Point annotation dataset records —
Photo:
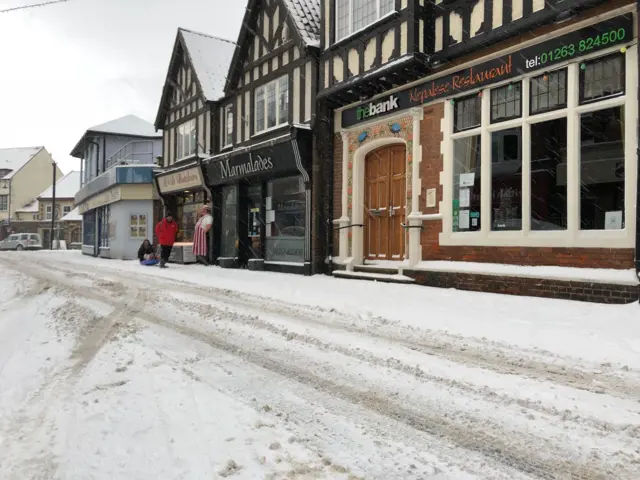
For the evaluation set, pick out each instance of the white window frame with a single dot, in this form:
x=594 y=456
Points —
x=263 y=88
x=228 y=109
x=352 y=31
x=573 y=236
x=187 y=131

Given problem — Update the data by replacing "window" with "door" and changing nothing else. Leave the pictures out of your answer.

Output below —
Photo:
For the evaluation set, pick out each instance of the white door frame with a single dot, in this form:
x=594 y=456
Points —
x=263 y=88
x=228 y=109
x=352 y=31
x=573 y=236
x=187 y=131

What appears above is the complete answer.